Transcribe, without alteration, the lines of the material below, beginning with the line that contains "Teacher note: please indicate the weathered" and continuing through the final line of the material, both ends included.

DATA SHOWN:
>> begin

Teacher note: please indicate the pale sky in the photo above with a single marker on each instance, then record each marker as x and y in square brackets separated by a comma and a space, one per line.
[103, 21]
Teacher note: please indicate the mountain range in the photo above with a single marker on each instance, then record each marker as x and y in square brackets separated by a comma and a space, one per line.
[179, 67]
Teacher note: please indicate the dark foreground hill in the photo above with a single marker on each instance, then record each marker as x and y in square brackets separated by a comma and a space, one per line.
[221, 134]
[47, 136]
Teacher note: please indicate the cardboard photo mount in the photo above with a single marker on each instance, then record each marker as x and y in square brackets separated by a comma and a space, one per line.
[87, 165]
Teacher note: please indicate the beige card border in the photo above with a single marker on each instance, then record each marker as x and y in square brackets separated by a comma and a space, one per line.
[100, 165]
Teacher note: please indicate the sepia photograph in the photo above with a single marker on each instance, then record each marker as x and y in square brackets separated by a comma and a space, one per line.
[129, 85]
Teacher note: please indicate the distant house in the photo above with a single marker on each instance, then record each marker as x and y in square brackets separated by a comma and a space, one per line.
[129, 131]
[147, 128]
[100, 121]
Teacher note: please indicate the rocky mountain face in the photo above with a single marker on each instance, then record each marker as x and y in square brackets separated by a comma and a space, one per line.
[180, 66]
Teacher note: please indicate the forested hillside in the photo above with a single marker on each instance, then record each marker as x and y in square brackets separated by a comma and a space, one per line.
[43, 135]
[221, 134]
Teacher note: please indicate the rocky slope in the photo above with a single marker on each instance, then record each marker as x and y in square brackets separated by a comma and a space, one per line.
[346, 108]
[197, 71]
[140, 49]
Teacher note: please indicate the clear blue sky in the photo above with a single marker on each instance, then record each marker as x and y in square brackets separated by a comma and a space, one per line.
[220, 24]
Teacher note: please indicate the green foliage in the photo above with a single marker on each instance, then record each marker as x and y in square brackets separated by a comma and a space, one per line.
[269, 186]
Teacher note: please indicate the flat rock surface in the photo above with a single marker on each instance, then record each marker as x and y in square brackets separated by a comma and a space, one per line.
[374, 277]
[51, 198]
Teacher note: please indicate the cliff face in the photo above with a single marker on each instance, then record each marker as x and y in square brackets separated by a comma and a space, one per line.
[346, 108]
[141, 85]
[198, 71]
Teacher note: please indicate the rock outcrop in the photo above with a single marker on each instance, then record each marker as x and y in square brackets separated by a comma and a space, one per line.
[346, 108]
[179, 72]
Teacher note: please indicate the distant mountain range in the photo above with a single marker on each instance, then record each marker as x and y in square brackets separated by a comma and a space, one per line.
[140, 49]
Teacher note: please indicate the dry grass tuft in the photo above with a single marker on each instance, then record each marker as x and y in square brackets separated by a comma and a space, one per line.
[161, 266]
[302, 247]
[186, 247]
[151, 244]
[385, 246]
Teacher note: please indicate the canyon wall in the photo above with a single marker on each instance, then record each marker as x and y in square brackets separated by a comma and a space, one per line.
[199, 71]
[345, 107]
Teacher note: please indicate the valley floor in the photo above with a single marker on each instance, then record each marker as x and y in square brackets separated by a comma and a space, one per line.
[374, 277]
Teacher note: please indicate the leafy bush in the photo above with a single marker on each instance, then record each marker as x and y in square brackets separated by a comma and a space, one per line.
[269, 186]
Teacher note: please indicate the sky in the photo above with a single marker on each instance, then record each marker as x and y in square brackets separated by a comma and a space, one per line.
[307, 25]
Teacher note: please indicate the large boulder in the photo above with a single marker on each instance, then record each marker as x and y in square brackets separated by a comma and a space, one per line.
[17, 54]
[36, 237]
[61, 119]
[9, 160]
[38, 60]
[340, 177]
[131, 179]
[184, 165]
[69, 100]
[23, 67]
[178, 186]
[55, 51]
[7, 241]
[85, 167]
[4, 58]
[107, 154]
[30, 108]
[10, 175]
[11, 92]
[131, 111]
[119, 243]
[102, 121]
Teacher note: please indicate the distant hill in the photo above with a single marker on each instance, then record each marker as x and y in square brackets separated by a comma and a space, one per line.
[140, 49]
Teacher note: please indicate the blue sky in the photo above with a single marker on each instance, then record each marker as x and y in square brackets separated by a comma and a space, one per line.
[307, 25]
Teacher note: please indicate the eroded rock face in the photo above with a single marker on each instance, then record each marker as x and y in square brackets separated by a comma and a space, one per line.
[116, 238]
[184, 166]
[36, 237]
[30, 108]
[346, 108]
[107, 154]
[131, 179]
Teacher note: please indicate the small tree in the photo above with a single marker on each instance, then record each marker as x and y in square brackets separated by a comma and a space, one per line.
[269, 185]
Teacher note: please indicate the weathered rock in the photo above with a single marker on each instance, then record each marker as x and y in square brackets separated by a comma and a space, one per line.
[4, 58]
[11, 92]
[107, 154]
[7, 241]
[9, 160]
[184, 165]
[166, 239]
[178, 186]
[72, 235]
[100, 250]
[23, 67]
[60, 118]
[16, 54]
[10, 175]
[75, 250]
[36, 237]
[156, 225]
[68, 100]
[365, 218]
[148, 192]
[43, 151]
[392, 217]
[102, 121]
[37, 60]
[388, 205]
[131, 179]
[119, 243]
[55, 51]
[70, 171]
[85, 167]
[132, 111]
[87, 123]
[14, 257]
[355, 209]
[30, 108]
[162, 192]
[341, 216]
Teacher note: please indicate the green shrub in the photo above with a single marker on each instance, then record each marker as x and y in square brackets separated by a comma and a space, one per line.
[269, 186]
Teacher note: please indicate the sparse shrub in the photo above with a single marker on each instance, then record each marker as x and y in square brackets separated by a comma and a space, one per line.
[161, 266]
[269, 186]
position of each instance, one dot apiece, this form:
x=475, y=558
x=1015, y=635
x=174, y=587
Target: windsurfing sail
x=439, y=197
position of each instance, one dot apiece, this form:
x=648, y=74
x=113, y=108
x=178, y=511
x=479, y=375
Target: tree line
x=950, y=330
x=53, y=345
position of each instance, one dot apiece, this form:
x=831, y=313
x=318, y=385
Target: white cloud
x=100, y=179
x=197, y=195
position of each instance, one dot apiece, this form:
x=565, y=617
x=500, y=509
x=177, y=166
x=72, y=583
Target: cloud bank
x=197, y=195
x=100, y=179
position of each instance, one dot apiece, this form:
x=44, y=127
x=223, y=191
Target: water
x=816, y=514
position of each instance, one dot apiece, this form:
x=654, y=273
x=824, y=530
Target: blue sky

>> end

PROBLEM SOLUTION:
Teacher note: please indicate the weathered rock in the photo above with a single marker on each instance, then record each marker as x and y in square brackets separated by a comma and a space, one per line.
[4, 58]
[11, 92]
[107, 154]
[7, 241]
[9, 160]
[184, 165]
[166, 239]
[178, 186]
[72, 235]
[100, 250]
[23, 67]
[60, 118]
[16, 54]
[10, 175]
[75, 250]
[36, 237]
[156, 225]
[68, 100]
[365, 218]
[148, 192]
[43, 151]
[392, 217]
[102, 121]
[37, 60]
[388, 205]
[131, 179]
[119, 243]
[55, 51]
[70, 171]
[85, 167]
[132, 111]
[87, 123]
[14, 257]
[355, 209]
[30, 108]
[162, 192]
[341, 216]
Teacher note: please indicate the green shrub in the photo above with a single marker on each instance, then record each marker as x and y in square brackets separated by a comma and a space, one per line.
[269, 186]
Teacher note: please indicate the sparse shrub in the photo above with a single marker on each instance, then record each marker as x and y in square brackets separated by a comma and a space, one per line.
[161, 266]
[269, 186]
position of each instance, one dot apiece, this form:
x=475, y=558
x=1015, y=635
x=174, y=587
Target: windsurfing sail
x=439, y=197
position of each instance, one dot apiece, this form:
x=648, y=74
x=113, y=108
x=178, y=511
x=479, y=375
Target: tree line
x=950, y=330
x=53, y=345
position of each instance, one dot apiece, this form:
x=831, y=313
x=318, y=385
Target: white cloud
x=100, y=179
x=197, y=195
position of each instance, one dot apiece, this form:
x=565, y=617
x=500, y=509
x=177, y=166
x=72, y=583
Target: cloud bank
x=197, y=195
x=100, y=179
position of each instance, one dot apiece, this form:
x=44, y=127
x=223, y=191
Target: water
x=816, y=514
position of each instance, one dot apiece, this form:
x=654, y=273
x=824, y=530
Target: blue sky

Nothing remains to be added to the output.